### [REQUIREMENT]
In the text on neuronal apoptosis in PC12 cells, for how long were the cells differentiated with nerve growth factor?

### [GIVEN TEXT]
It is believed that traumatic injury and neurotoxin-activated neuronal apoptosis are essential mechanisms involved in the pathogenesis of various neurodegenerative diseases (Yuan and Yankner 2000). Apoptotic neuronal cells, characterized by cytoplasmic atrophy, mitochondrial fission, nuclear shrinkage and fragmentation with condensation of the chromatin, DNA damage, and impairment of DNA repair (Yuan and Yankner 2000), are initially developed from activation of intracellular pro-apoptotic molecules, such as poly (ADP-ribose) polymerase (PARP), which is a key protein involved in the process of apoptotic neuron death (Cheung and Slack 2004), and the regulation of extracellular signal-regulated kinases (ERKs) and Akt/glycogen synthase kinase-3 (GSK-3) is associated with cell survival and proliferation (Cheung and Slack 2004). In addition, down-regulation of B cell lymphoma-extra large (Bcl-xL), an essential mitochondrial transmembrane molecule that protects cells from DNA damage-induced apoptosis, is also an important event resulting in neuronal cell apoptosis (Jonas 2006).
Differentiated PC12 cells have been widely used to study morphological, biochemical, and molecular changes occurring in neuronal cell death (Mills et al. 1995). 1-Methyl-4-phenylpyridine ion (MPP+) is a commonly used neurotoxin to produce neuronal cell apoptosis and neurodegenerative models (Segura Aguilar and Kostrzewa 2004). In the present study, we first determined the effects of PF on cell viability, nuclear and mitochondrial apoptotic alternations, and intracellular level of calcium in differentiated PC12 cells exposed to MPP+. Then, we further examined the effects of PF on the apoptotic protein PARP and anti-apoptotic molecules Bcl-xL, ERKs, and Akt/GSK-3.
Materials and Methods
Cell Culture
Differentiated PC12 cells were used in the experiments. Cells were obtained from ATCC (CRL-1721; passages <10) and grown on a collagen I-coated flask as monolayer cultures in Dulbecco’s modified eagle medium (DMEM) supplemented with 10 % horse serum (HS), 5 % fetal bovine serum (FBS), penicillin (100 units/ml), and streptomycin (100 mg/ml), under a humidified atmosphere containing 5 % CO2 and 95 % air at 37 °C. Cells were differentiated by adding 50 ng/ml nerve growth factor (NGF) in the culture medium for 48 h. The culture medium was replaced every 2–3 days. Culture cells were transferred to collagen I-coated 35-mm-diameter 6-well plates when the density reached 70–80 % confluence. Treatment experiments were performed when the density reached 70 % confluence in the plates.

### [DATA EXCERPT]

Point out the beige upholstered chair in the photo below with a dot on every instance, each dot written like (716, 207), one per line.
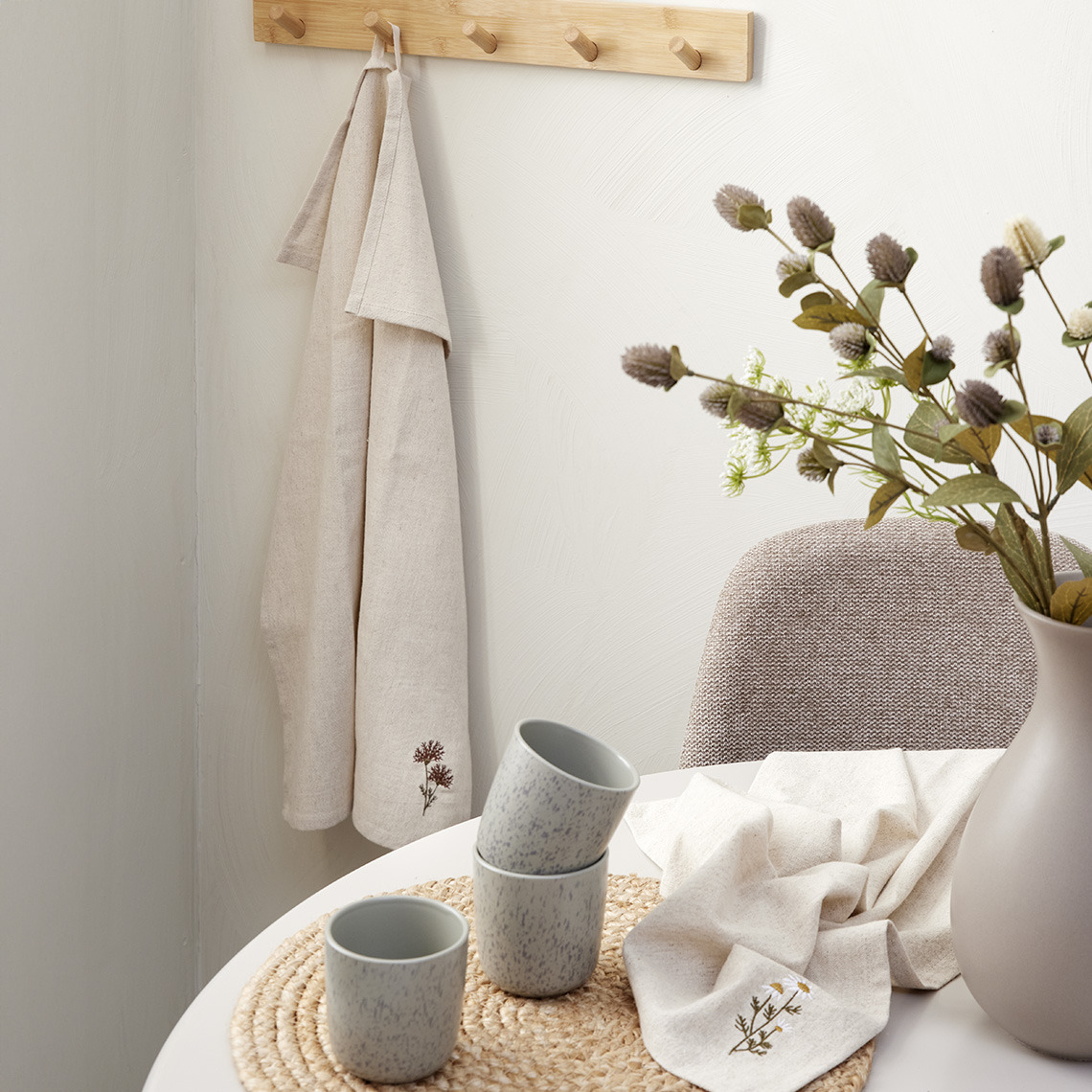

### [ANSWER SPACE]
For 48 h, with 50 ng/ml nerve growth factor added to the culture medium.